[THE DATA]:
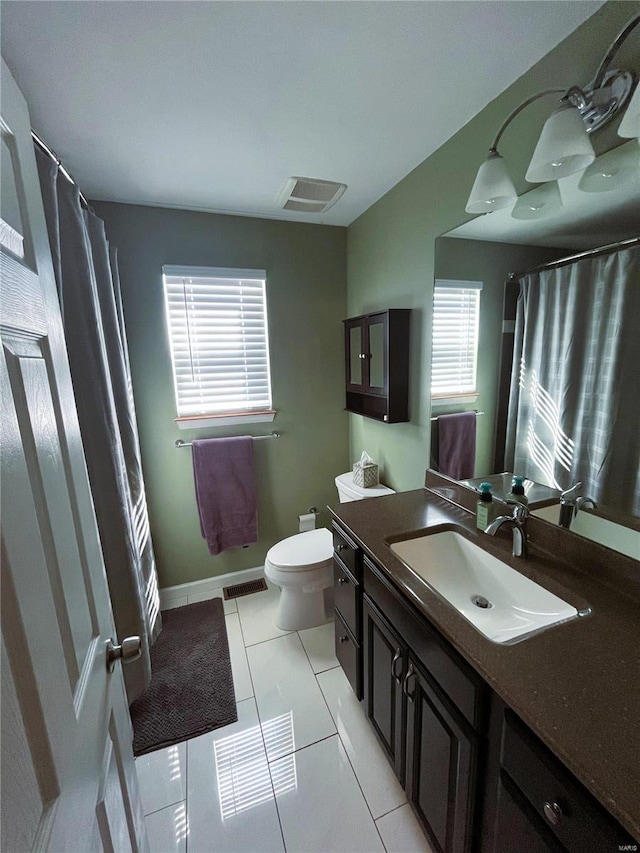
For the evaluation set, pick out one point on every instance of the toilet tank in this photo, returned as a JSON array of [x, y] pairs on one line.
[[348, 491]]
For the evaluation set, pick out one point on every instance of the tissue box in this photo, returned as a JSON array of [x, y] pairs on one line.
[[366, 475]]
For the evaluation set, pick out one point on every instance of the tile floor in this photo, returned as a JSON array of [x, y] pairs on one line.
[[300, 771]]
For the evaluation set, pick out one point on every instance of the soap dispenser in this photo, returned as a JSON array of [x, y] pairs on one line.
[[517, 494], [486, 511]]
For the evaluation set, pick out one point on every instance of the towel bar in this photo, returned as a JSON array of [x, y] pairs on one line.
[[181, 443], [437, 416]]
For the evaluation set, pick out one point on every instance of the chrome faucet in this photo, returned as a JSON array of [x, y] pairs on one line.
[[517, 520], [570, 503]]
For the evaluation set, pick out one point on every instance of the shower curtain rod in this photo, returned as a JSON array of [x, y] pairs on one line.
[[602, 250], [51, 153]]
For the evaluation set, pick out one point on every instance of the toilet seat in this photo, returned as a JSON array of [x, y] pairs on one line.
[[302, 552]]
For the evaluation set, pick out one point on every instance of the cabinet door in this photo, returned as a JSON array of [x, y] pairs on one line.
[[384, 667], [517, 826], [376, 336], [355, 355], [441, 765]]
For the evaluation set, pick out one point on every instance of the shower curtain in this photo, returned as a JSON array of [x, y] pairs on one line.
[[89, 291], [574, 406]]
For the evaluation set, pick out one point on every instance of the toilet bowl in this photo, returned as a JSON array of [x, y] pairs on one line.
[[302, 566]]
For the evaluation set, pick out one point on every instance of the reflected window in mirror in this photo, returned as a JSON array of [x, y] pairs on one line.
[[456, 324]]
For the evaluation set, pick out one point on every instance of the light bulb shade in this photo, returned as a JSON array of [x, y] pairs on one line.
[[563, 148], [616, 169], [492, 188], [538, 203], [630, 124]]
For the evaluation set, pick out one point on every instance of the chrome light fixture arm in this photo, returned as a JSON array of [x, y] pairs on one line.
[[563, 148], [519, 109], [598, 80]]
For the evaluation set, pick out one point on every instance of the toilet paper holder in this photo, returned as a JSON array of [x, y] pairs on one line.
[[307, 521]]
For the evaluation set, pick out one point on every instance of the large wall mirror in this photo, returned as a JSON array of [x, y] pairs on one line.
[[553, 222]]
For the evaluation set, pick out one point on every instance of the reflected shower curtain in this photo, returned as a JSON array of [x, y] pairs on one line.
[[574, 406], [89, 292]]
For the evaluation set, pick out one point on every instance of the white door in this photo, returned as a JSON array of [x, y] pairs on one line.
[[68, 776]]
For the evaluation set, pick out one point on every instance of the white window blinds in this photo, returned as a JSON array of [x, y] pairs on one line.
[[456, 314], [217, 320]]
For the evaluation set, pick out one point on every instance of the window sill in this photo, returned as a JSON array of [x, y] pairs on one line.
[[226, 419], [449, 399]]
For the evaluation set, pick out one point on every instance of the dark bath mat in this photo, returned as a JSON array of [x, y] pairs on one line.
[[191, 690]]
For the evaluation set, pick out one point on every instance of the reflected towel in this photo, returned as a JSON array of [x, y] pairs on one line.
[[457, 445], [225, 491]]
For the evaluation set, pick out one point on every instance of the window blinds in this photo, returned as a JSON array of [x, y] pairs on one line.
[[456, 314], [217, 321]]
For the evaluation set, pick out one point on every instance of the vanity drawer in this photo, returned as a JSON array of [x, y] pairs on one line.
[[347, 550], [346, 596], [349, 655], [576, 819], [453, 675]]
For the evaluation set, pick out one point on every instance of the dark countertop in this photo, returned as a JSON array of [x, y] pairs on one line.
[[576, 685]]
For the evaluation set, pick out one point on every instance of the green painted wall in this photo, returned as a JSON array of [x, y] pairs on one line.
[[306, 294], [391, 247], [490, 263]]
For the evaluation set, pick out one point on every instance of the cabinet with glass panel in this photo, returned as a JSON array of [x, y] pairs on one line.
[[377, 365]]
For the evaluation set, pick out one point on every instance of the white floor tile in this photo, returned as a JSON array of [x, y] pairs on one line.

[WORK TO COMPLETE]:
Please substitute "validation set" for every "evaluation set" in the listing above, rewriting it with nothing else changed and the pictures left out.

[OUTPUT OF THE TASK]:
For the validation set, pick out one point on every instance of the toilet tank in this photo, returned as a JSON array of [x, y] pairs on one line.
[[348, 491]]
For the validation set, pick out one point on every instance of the tissue box in this photo, returned as a JSON array of [x, y] pairs on one line.
[[366, 475]]
For the validation set, pick out one point on every instance of the tile floor in this photo, returned as a JSON array of [x, y] pairs on one line.
[[300, 771]]
For the validation set, pick out one point on every instance of the soap dispenser in this photo, returned as a JSON array of [x, y] pairs on one line.
[[517, 494], [486, 511]]
For the validation set, pick out one point on every instance of the towel bar in this photo, returned as a JSON array of [x, y] pairs on one line.
[[181, 443], [437, 416]]
For the validation set, pick out one point on every instance of the chrome faucet in this photo, returned as a JSON array of [x, y] pairs on one line.
[[517, 520], [570, 503]]
For the validation set, pick out one point on every instance of the shower curtain rod in this photo, returned as a JSON array of [x, y] pairs on one line.
[[602, 250], [51, 153]]
For the validation set, pick out one point on every instance of the toilet seat in this photo, returned as a JSON array of [x, y] pairs on one line.
[[302, 552]]
For the validation set, pick out one point on every instance of the cabinet door in this photo, returned as a JSON array of [x, y] pairs on one line.
[[384, 667], [517, 826], [376, 336], [355, 355], [441, 765]]
For the validation set, pick out one point on every instance of the shower curtain in this photo, returned as a JSON array of [x, y] pairs on one line.
[[89, 291], [574, 406]]
For the validation set, pick out one point on every instance of the toilet bowl in this photo, returned as a JSON array of [x, y] pairs on one line.
[[302, 566]]
For the validation set, pick out one point on every instance of the reflected window in mirror in this photo, returned as a JSON array of [x, y] pairs on one line.
[[456, 324]]
For the validation set, pick out one point on every instance of the light bulb shade in this photo, returned as a JSON array of [x, y] pairs on one line.
[[563, 148], [616, 169], [492, 188], [538, 203], [630, 124]]
For the validation set, pick out one point on every instance of the chrome light fixture arm in this photo, returned as a JSON array of [x, y] pairs on one line.
[[563, 148], [519, 109], [598, 80]]
For the validation set, pick out one point on every instance of the toilet paper holder in this photo, returned as a JSON array of [x, y] pairs on one line.
[[307, 521]]
For the validation set, pick out one point on every instance of the large wall mirror in this photo, returned as a JSON array of [x, y] pairs on one line.
[[553, 222]]
For the validation set, pick out one point on every instance of the reflected shower curtain in this photo, returned as a JSON array of [x, y] pairs on one line.
[[574, 406], [89, 292]]
For the validation set, pick out one point on every instance of the white door in this photo, returned as a JSON array of [x, y] pairs on one line.
[[68, 776]]
For the validation set, pick out one point on every instance of the white window blinds in this photo, returned as a JSON array of [x, y] pairs on one line.
[[456, 314], [217, 320]]
For the validation set, pick out one point on every instance of the window sill in this photo, returned as a JSON array of [x, y] pairs on one line.
[[226, 419], [449, 399]]
For the validation set, pick out one point on every instance of the dark bath mat in this photo, returned as a JSON array of [x, y] pairs on one line.
[[191, 690]]
For the validation set, pick out one point on every instance of the reflected towel in this photo, returned as a JSON array of [x, y] pairs on one line.
[[457, 445], [225, 491]]
For the validation set, pick out one point on every instance of the window blinds in this photo, returned as a JSON array of [x, y] pairs on one line.
[[456, 314], [217, 321]]
For the validation set, pick out one point on every instance of the vanity drawer in this photo, returned as a JSON array of [x, y] pairs on one line.
[[347, 550], [346, 596], [349, 655], [576, 819], [453, 675]]
For the validation set, pick out one point on every instance of the dark countertop in this photo, returned as a JSON array of [x, y] pairs on one line.
[[576, 685]]
For the validation set, pick out one point on every instance of the green painted wall in this photo, returned as a JSON array of [x, y] pairs on one line.
[[306, 294], [391, 247], [490, 263]]
For the validation set, pick out one point on every instance of the cabinet with glass panel in this photo, returned as a JSON array of [x, y] pairs on one line.
[[377, 365]]
For the validation set, pick out one point on every instance of the white floor tile in this photo, returned as a JSON array of [x, y] pairs on one line.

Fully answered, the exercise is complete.